___ PROVIDED ENTRIES
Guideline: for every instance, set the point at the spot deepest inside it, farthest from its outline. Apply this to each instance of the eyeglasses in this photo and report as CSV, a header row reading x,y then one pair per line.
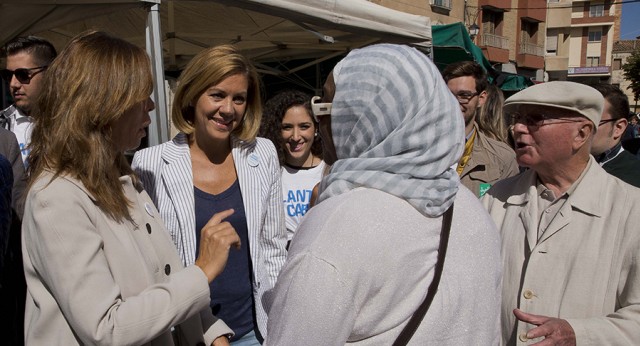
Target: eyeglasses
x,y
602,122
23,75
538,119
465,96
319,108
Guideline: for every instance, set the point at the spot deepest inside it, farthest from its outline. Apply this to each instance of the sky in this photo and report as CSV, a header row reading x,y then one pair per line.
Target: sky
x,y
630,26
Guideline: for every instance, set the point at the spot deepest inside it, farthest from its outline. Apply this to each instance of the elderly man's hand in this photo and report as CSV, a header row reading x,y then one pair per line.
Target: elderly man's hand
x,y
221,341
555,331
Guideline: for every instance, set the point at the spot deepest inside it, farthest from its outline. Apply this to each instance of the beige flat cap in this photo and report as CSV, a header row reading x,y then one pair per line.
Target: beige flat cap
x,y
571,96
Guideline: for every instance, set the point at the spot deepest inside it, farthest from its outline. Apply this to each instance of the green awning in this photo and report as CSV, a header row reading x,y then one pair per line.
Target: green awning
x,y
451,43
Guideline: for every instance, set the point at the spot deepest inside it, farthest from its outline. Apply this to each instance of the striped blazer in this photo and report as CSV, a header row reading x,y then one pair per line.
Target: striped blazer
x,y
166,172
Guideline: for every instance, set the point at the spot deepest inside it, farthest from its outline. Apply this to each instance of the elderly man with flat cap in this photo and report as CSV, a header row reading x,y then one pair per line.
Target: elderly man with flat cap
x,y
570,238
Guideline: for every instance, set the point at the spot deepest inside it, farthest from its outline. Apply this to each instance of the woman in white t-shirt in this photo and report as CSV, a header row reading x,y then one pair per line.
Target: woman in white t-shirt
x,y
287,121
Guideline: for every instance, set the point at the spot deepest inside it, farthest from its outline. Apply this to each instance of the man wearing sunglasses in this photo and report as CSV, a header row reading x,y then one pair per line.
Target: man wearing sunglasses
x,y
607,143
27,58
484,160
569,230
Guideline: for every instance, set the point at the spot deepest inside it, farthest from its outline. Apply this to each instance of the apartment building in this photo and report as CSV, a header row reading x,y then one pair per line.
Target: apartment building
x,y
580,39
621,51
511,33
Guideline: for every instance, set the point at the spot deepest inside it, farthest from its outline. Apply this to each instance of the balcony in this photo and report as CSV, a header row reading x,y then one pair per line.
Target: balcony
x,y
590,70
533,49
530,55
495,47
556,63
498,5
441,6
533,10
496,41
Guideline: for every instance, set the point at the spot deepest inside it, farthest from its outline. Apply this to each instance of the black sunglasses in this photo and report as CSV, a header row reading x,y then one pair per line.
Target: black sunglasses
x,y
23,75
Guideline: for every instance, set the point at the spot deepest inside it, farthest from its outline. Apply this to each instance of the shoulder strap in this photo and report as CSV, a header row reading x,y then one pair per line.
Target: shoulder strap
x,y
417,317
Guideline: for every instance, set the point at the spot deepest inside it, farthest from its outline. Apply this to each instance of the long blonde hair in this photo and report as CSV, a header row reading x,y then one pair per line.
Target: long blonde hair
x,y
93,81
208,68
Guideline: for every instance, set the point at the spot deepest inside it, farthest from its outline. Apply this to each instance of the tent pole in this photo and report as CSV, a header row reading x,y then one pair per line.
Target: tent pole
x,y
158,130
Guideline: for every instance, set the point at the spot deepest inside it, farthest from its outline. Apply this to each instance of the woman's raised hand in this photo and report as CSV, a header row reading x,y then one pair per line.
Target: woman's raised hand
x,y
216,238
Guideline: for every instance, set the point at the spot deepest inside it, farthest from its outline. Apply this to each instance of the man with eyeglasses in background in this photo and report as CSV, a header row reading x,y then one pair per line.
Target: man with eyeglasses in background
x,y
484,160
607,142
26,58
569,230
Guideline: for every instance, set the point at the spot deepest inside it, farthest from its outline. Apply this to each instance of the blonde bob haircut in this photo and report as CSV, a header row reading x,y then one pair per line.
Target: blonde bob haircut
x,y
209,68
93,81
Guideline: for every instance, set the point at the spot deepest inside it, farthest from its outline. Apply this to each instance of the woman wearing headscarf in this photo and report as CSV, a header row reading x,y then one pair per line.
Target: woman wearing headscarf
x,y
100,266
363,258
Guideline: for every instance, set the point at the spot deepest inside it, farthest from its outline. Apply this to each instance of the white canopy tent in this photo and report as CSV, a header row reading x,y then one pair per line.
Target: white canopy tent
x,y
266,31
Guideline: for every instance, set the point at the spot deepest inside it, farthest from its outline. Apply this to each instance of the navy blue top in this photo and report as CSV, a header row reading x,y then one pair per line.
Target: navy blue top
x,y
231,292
______
*TASK INSTRUCTIONS:*
Every entry must be written out exactly, with all pictures left out.

*COMPLETE ANSWER:*
Guideline: for every instance, set the point at the spot deepest inside it, farthest from its outline. Apply this to each instance of the eyeglasses in this photo and report as CSV, a header row reading x,y then one pair per line.
Target: eyeglasses
x,y
602,122
23,75
538,119
465,96
319,108
Guideline: for every instance, set the point at the spot deepest inside it, farthest from its outline. Apply this to each instance of the sky in this photo and report as CSV, a header row reading x,y then one pair per line.
Target: sky
x,y
630,26
Guideline: for every instance, set the point at the spot deepest inside it, farthest from its outline. Apply this to each instance of the elderly man's hand in this photo and report as CSV, a header row reading x,y then one pair per line.
Target: elderly man's hand
x,y
221,341
555,331
Guideline: for every instance, set the point at the spot deepest inside it, farthest from its outline. Apply this to each instance of the beige flat cap in this photo and report as CSV, a header row reading x,y then one pair per line.
Target: beige flat cap
x,y
571,96
Guideline: for every instance, set the point at the spot deepest inside it, farthest from its outline. Apply this to each instance of the green awning in this photo and report as CSV, a header row reading x,y then one pair per line.
Target: green awning
x,y
451,43
Guideline: for every instance, set the point at the spot deepest inside it, farthest from its outline. Apply this to each instance of the striped blazer in this photo and report as CSV, a header row reading x,y then one pair per line.
Target: striped blazer
x,y
166,172
Guideline: for every instance, set the point at the spot deepest inside it, farthest from its outline. Apply this to each instance of the elderly man with flat cap in this photo and report as CSV, a header row reading x,y then one pair per line.
Target: elderly man with flat cap
x,y
570,238
Guideline: for every instance, set the point at the spot deepest inside it, farthest from its outline. Apply this to each instance of the woman in white t-shirt in this photo and report as CSV, a header row reading x,y then one pair per line.
Target: woman in white t-shirt
x,y
287,121
Guideline: for every instance, set the point at the spot deepest inside it, farthest from its outline. Apply this to each instance of the man wearing sunglasses in this photo and report as CSV, a header row reading x,y then one pair per line.
Target: man wearing sunglasses
x,y
607,143
27,58
484,160
569,230
Guideline: for every instance, set the point at the spot deepest inside it, farthest from its outline. Apply this to each instance of the apartment building in this photo and report as CSV, a header row reading x,y then one pair per line.
Target: apartment building
x,y
580,39
621,51
511,33
Guideline: for every instance, set the point at the spot deepest inside it, farthest from its outline. Apply this to each instance of the balcony in this photo and report as CSV, a header row reading x,y then one pair per line.
Target: balcony
x,y
590,70
533,49
530,55
495,47
556,63
498,5
441,6
533,10
496,41
Guideline: for every instance, set the point at the spot deepest inside it, farthest from its outline. Apply this to each instance of the black sunglasses in this photo and report as CSV, a header row reading x,y then one pair per line.
Target: black sunglasses
x,y
23,75
Guideline: for every instance, set the point at the spot deepest inside it, farthest from its outline. Apply this to each instance of the shoulder strap in this photo and report as CSV, a header row reading x,y then one pair per line.
Target: shoulder strap
x,y
417,317
Guideline: for every instance, set the point at the spot deepest inside it, farthest from its outline. Apply this to each instance of the long blonde hair in this photo and report as CSV, a header row reading x,y then one pair per line.
Target: long blonde hair
x,y
93,81
208,68
Guideline: for every instance, set the point at the spot deepest inside it, farthest from its outline. Apply this to each instance of the tent pole in this photo and report as CSV, a header row reading x,y then one pair per line.
Target: tent pole
x,y
158,130
Guideline: for every instance, set the point at the spot deepest inside it, farthest from its outline. Apply this to each instance of the woman's raised hand in this photo and report as CSV, a header row reading x,y then one pair per line.
Target: woman's raised hand
x,y
216,238
Guideline: for every instance, set the point at the spot deepest inside it, farthest from its outline. Apply this to each instance of the man with eyeglasses in background in this photo and report as CSV, a header row reading x,y then one pair per line.
Target: man with eyeglasses in background
x,y
484,160
607,142
26,58
569,230
Guideline: for every instance, set the point at the spot deepest inside it, farthest from its outline. Apply this to each instance of the blonde bob haircut in this photo and report as CSV, a header row reading x,y then one pair per line.
Target: blonde bob haircut
x,y
209,68
93,81
Guideline: for every instance, set the point at the spot deepest inside it, farthest from its outline. Apply this to each instance of the woman wearing headscarf in this photo and report as CSV, a header row reading x,y then one pair per line.
Target: woman wearing headscarf
x,y
100,266
363,258
Guideline: for every instance, set the point at the spot deepest inside it, farthest from its outline. Apply this to each instance of the white canopy tent in this photo and report as CSV, a header row reading x,y then one pair per line.
Target: white canopy tent
x,y
266,31
Guideline: for every instance, set the point at the spot deepest inside it, farthest from its outline. Apply this to each instance of the navy blue top in this photo and report as CSV, a header row reading x,y then one pair per line.
Target: navy blue top
x,y
231,292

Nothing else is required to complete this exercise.